• _Text shown_:

----

Denmark’s Big Idea: Protect Personhood from the Blob With Consent First and Platform Duty Built In

Denmark has given the rest of us a simple, powerful starting point: protect the personhood of citizens from the blob—the borderless slurry of synthetic media that can clone your face, your voice, and your performance at scale. Crucially, Denmark isn’t trying to turn name‑image‑likeness into a mini‑copyright. It’s saying something more profound: your identity isn’t a “work”; it’s you. It’s what is sometimes called “personhood.” That framing changes everything. It’s not commerce, it’s a human right.

The Elements of Personhood

Personhood raises human reality as moral consideration, not a piece of content. For example, the European Court of Human Rights reads Article 8 ECHR (“private life”) to include personal identity (name, identity integrity, etc.), protecting individual identity against unjustified interference. This is, of course, anathema to Silicon Valley, but the world takes a different view.

In fact, Denmark’s proposal echoes the Universal Declaration of Human Rights. It starts with dignity (Art. 1) and recognition of each person before the law (Art. 6), and it squarely protects private life, honor, and reputation against synthetic impersonation (Art. 12). It balances freedom of expression (Art. 19) with narrow, clearly labeled carve-outs, and it respects creators’ moral and material interests (Art. 27(2)). Most importantly, it delivers an effective remedy (Art. 8): a consent-first rule backed by provenance and cross-platform stay-down, so individuals aren’t forced into DMCA-style learned helplessness.

Why does this matter? Because the moment we call identity or personhood a species of copyright, platforms will reach for a familiar toolbox—quotation, parody, transient copies, text‑and‑data‑mining (TDM)—and claim exceptions to protect them from “data holders”. That’s bleed‑through: the defenses built for expressive works ooze into an identity context where they don’t belong. The result is an unearned permission slip to scrape faces and voices “because the web is public.” Denmark points us in the opposite direction: consent or it’s unlawful. Not “fair use,” not “lawful access,” not “industry custom., not “data profile.” Consent. Pretty easy concept. It’s one of the main reasons tech executives keep their kids away from cell phones and social media.

----

• _Extracted entries_:
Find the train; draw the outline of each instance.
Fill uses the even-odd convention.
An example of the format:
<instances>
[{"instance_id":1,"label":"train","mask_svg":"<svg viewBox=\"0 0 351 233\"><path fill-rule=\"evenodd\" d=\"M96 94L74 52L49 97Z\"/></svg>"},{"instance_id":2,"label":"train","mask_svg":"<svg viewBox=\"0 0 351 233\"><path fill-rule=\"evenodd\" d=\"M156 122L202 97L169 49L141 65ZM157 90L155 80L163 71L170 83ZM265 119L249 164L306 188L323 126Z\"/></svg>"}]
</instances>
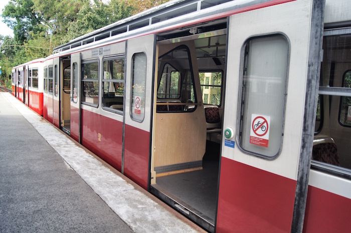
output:
<instances>
[{"instance_id":1,"label":"train","mask_svg":"<svg viewBox=\"0 0 351 233\"><path fill-rule=\"evenodd\" d=\"M174 0L14 67L13 94L209 232L346 232L350 12Z\"/></svg>"}]
</instances>

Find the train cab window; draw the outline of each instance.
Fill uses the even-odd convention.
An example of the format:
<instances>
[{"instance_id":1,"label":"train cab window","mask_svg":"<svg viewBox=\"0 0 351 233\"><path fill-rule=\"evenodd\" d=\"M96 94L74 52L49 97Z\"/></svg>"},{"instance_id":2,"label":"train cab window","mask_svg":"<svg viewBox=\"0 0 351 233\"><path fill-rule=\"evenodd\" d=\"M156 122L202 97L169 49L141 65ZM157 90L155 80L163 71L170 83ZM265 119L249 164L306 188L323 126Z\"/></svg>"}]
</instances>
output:
<instances>
[{"instance_id":1,"label":"train cab window","mask_svg":"<svg viewBox=\"0 0 351 233\"><path fill-rule=\"evenodd\" d=\"M28 87L32 87L32 69L28 70Z\"/></svg>"},{"instance_id":2,"label":"train cab window","mask_svg":"<svg viewBox=\"0 0 351 233\"><path fill-rule=\"evenodd\" d=\"M76 62L74 62L72 65L73 72L72 72L72 89L71 92L72 93L72 96L73 97L73 103L77 103L77 97L78 97L78 71L77 68L78 65Z\"/></svg>"},{"instance_id":3,"label":"train cab window","mask_svg":"<svg viewBox=\"0 0 351 233\"><path fill-rule=\"evenodd\" d=\"M48 68L44 68L44 92L48 93Z\"/></svg>"},{"instance_id":4,"label":"train cab window","mask_svg":"<svg viewBox=\"0 0 351 233\"><path fill-rule=\"evenodd\" d=\"M156 112L195 111L197 103L189 49L179 46L158 58Z\"/></svg>"},{"instance_id":5,"label":"train cab window","mask_svg":"<svg viewBox=\"0 0 351 233\"><path fill-rule=\"evenodd\" d=\"M252 38L244 48L238 144L249 154L273 159L283 140L288 43L276 35Z\"/></svg>"},{"instance_id":6,"label":"train cab window","mask_svg":"<svg viewBox=\"0 0 351 233\"><path fill-rule=\"evenodd\" d=\"M199 76L204 103L220 106L223 72L200 72Z\"/></svg>"},{"instance_id":7,"label":"train cab window","mask_svg":"<svg viewBox=\"0 0 351 233\"><path fill-rule=\"evenodd\" d=\"M63 71L63 91L69 93L71 90L71 67L68 66Z\"/></svg>"},{"instance_id":8,"label":"train cab window","mask_svg":"<svg viewBox=\"0 0 351 233\"><path fill-rule=\"evenodd\" d=\"M97 107L99 104L99 62L82 63L82 103Z\"/></svg>"},{"instance_id":9,"label":"train cab window","mask_svg":"<svg viewBox=\"0 0 351 233\"><path fill-rule=\"evenodd\" d=\"M350 44L351 30L324 32L318 90L322 125L315 132L312 153L313 168L343 177L351 177Z\"/></svg>"},{"instance_id":10,"label":"train cab window","mask_svg":"<svg viewBox=\"0 0 351 233\"><path fill-rule=\"evenodd\" d=\"M103 61L102 107L115 112L123 111L124 96L124 58Z\"/></svg>"},{"instance_id":11,"label":"train cab window","mask_svg":"<svg viewBox=\"0 0 351 233\"><path fill-rule=\"evenodd\" d=\"M157 98L179 99L181 96L181 72L169 64L166 64L158 84Z\"/></svg>"},{"instance_id":12,"label":"train cab window","mask_svg":"<svg viewBox=\"0 0 351 233\"><path fill-rule=\"evenodd\" d=\"M351 70L344 74L342 87L351 88ZM339 122L343 126L351 127L351 96L341 96L340 99Z\"/></svg>"},{"instance_id":13,"label":"train cab window","mask_svg":"<svg viewBox=\"0 0 351 233\"><path fill-rule=\"evenodd\" d=\"M38 69L32 70L32 83L33 88L38 89Z\"/></svg>"},{"instance_id":14,"label":"train cab window","mask_svg":"<svg viewBox=\"0 0 351 233\"><path fill-rule=\"evenodd\" d=\"M48 72L48 84L49 85L48 90L49 93L52 95L53 94L53 70L52 66L49 67L49 72Z\"/></svg>"},{"instance_id":15,"label":"train cab window","mask_svg":"<svg viewBox=\"0 0 351 233\"><path fill-rule=\"evenodd\" d=\"M146 55L134 54L132 58L131 118L142 122L145 114L145 91L146 83Z\"/></svg>"}]
</instances>

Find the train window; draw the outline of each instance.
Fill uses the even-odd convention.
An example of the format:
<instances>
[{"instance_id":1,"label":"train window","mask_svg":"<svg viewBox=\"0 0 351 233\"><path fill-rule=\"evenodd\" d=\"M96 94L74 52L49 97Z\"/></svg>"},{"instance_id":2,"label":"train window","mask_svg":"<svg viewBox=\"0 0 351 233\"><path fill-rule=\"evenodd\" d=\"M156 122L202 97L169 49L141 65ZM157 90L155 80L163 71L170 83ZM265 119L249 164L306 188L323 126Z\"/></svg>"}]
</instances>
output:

----

• _What this exercise asks_:
A. Print, word for word, the passage of the essay on Denmark's personhood proposal that begins with the words containing "Why does this" and ends with "and social media.".
B. In the essay on Denmark's personhood proposal, which article of the European Convention on Human Rights does the European Court of Human Rights read to include personal identity?

• _Answers_:
A.
Why does this matter? Because the moment we call identity or personhood a species of copyright, platforms will reach for a familiar toolbox—quotation, parody, transient copies, text‑and‑data‑mining (TDM)—and claim exceptions to protect them from “data holders”. That’s bleed‑through: the defenses built for expressive works ooze into an identity context where they don’t belong. The result is an unearned permission slip to scrape faces and voices “because the web is public.” Denmark points us in the opposite direction: consent or it’s unlawful. Not “fair use,” not “lawful access,” not “industry custom., not “data profile.” Consent. Pretty easy concept. It’s one of the main reasons tech executives keep their kids away from cell phones and social media.

B. Article 8, which covers "private life."